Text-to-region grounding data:
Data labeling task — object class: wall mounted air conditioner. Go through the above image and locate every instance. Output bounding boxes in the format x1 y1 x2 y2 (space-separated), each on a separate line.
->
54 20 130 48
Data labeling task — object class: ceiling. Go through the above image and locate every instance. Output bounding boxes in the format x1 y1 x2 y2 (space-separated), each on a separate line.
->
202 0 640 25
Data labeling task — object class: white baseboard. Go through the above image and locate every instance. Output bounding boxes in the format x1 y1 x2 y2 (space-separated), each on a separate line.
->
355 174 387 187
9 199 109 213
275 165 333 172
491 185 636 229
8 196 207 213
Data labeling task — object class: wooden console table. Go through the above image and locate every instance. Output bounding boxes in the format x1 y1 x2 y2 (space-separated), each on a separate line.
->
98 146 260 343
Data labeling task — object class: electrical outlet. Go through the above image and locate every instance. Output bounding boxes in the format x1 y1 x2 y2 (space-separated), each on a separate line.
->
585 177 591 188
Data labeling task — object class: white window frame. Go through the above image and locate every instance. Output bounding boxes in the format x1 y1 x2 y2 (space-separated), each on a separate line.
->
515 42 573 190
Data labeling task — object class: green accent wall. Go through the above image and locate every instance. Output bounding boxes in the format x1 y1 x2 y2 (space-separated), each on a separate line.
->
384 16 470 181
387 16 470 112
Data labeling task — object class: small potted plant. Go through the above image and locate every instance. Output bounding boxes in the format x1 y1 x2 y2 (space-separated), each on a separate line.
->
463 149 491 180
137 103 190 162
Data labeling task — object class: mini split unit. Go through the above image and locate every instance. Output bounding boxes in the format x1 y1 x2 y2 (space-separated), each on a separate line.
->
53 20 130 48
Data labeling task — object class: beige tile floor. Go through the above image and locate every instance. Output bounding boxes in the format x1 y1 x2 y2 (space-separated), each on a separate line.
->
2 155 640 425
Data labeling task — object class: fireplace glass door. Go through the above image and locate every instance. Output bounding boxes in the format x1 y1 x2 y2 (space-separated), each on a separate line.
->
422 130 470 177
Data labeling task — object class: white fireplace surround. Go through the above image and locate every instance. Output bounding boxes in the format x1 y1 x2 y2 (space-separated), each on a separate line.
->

■ What to work on ■
Output each entry exactly. Leave none out.

■ Answer box ■
Data labeling task — object class: wall mounted air conditioner. Go through the above image and locate every instance. Output bounding boxes in the format x1 y1 x2 y2 (space-separated), each on a separate line.
->
54 20 130 48
Data labeling task — object class: ceiling. Go through the above image and locate every instance. Output bounding boxes in the format x1 y1 x2 y2 (space-separated), each on a separate line.
->
202 0 640 25
Data labeling task — object class: white baseboard. Go through the above image and locate every instance. Output bounding boxes in the format x1 y1 x2 y2 (space-separated), each on a separate line.
->
355 174 387 187
9 199 109 213
275 165 333 172
491 185 636 229
8 196 207 213
Data labeling task — object class: wooden console table. Go through the above image and locate every instance. Output bounding boxes in the format x1 y1 x2 y2 (space-separated), each on a separate line.
->
98 146 260 343
Data labeling task — object class: electrical outlet. Go through the above image and locate every instance. Output bounding boxes in the format x1 y1 x2 y2 (space-separated), each on a separate line.
->
585 177 591 188
Data labeling task — object class: white window frame. Go through the above image and locate every instance. Output bounding boxes in the format x1 y1 x2 y2 (space-separated), each on a separate line.
->
515 42 573 190
Data labeling task — object class: green accent wall. Go through the above image and locate every instance. Output bounding boxes in the format x1 y1 x2 y2 (space-separated), each on a separate line.
->
384 16 470 181
387 16 470 112
Data labeling task — object class: small potted plant. Go through the above image and locate every instance. Output bounding boxes in the format x1 y1 x2 y2 (space-separated), each on a separate line.
->
463 149 491 180
137 103 190 162
Data labeling task — object class: mini split unit. Go through the above image and locate every instance. Output bounding boxes in the format x1 y1 x2 y2 (space-separated), each on a separate line.
->
53 20 130 48
Data labeling task — object class: beige tile floor. Go through the above image and locate every instance. Output bounding boxes in the format x1 y1 x2 y2 (space-separated), each on a separate line.
->
2 155 640 425
Data labeling task — object class: fireplace glass door. Go through the above image and locate every instance. Output bounding boxes in the format x1 y1 x2 y2 (space-separated), each on a separate line.
->
422 130 470 177
Data labeling task — object class: white fireplace surround. Go through the above image and locate every instance. Output bounding boxes in the format x1 y1 x2 y2 (space-separated), each on a separate line.
->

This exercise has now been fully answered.